What you will do:
From the line containing "Target: stone step" onward, retype each line of the entries below exactly, last line included.

Records for the exercise:
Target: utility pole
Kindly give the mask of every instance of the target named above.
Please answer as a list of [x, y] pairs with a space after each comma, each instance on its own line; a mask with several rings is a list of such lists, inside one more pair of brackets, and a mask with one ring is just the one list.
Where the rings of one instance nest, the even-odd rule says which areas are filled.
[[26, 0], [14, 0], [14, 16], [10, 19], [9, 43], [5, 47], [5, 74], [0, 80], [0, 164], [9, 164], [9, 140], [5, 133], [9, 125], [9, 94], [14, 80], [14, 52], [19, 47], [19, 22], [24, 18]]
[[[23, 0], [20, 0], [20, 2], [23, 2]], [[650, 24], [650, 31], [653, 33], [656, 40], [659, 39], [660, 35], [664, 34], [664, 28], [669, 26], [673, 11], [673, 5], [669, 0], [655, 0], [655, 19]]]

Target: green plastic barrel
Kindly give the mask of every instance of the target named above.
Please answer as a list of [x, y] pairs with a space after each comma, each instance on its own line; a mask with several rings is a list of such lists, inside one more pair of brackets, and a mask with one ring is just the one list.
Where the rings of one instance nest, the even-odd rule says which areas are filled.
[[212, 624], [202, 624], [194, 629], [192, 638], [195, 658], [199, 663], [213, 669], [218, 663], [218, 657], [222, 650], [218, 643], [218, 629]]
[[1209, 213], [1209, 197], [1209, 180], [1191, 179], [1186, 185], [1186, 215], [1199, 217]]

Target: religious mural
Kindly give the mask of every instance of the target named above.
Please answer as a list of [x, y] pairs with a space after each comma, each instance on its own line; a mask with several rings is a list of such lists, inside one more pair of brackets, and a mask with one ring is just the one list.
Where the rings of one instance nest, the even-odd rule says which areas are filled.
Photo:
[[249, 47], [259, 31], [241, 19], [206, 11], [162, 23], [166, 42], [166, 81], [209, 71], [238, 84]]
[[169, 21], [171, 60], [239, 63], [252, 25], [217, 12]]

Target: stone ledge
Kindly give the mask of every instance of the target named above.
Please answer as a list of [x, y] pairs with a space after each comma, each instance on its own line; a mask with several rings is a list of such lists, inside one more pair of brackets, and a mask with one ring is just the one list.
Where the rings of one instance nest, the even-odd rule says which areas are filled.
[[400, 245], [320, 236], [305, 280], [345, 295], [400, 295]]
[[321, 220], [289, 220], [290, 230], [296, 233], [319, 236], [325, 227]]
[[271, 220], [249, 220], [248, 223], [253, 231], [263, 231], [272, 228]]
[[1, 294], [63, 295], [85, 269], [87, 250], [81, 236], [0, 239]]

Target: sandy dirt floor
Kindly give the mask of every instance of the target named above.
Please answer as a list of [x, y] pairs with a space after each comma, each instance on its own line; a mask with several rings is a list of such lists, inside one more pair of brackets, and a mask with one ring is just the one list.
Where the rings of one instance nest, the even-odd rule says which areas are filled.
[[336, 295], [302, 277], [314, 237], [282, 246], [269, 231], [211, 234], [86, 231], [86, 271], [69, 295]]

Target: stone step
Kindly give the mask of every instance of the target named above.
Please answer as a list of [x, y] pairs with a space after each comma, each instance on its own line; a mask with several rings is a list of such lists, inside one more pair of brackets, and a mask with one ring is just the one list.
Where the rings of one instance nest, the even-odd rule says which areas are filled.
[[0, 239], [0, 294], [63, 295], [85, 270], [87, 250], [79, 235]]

Answer area:
Target: stone step
Kindly give the mask of every instance of the target named above.
Please answer as a list of [x, y] pairs with a space after each comma, each instance on its own line; a mask with several rings is a list of such lists, inside one more pair of brackets, and a mask with one ring is just the one list.
Where the rings of one instance nest, the even-odd rule says which areas are filled.
[[0, 239], [0, 294], [63, 295], [85, 270], [87, 250], [79, 235]]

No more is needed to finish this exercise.